Copy out every line of the material below without changing a single character.

*-*-*

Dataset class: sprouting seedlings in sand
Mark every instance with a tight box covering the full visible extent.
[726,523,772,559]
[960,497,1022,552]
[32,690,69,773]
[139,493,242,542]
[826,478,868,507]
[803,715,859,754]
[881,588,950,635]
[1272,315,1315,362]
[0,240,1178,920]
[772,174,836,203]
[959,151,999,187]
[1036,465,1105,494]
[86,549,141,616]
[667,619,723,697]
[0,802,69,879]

*-*-*

▸ SOLVED PROBLEM
Dataset class: sprouting seedlings in sand
Mark every instance with a tight box covering the full visible extent.
[726,523,772,559]
[960,497,1022,552]
[32,690,69,773]
[139,493,242,542]
[826,478,868,507]
[803,715,859,754]
[881,588,950,635]
[1272,315,1315,362]
[0,240,1178,920]
[772,174,836,203]
[959,151,999,187]
[1036,465,1105,494]
[86,549,141,616]
[667,619,723,697]
[0,802,69,879]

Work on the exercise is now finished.